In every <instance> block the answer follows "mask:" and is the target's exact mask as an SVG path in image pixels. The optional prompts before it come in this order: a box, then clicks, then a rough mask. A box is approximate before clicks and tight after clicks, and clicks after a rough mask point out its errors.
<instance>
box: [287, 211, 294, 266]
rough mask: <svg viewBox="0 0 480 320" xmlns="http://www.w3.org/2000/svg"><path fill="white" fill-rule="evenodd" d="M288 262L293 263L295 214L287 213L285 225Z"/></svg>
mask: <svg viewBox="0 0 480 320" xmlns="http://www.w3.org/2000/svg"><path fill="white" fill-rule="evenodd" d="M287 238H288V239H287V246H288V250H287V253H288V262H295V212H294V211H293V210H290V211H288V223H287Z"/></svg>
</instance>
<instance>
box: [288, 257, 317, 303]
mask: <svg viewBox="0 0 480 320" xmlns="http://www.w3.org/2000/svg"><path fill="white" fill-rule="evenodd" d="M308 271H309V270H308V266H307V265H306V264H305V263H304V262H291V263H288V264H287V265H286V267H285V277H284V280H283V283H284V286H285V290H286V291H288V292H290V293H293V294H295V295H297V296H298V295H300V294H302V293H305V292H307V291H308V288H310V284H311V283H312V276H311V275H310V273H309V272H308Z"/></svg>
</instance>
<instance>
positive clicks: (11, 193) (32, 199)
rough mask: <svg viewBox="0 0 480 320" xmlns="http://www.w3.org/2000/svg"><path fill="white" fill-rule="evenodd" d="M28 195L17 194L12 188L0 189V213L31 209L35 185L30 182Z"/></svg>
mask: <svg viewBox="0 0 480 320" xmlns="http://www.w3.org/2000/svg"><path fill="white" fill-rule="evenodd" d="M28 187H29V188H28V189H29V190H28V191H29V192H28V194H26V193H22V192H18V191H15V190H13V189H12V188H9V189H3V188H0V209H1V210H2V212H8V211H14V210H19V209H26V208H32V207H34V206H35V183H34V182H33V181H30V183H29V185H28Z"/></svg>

TASK PROMPT
Show each line of the listing above that contains the word "clicks".

YOUR SOLUTION
In every <instance> block the answer follows "mask:" and is the target's exact mask as an SVG path in image pixels. The optional prompts before it come in this order: a box, then clicks, then a rough mask. A box is approximate before clicks and tight after clicks, and clicks after a rough mask point out its errors.
positive clicks: (11, 193) (32, 199)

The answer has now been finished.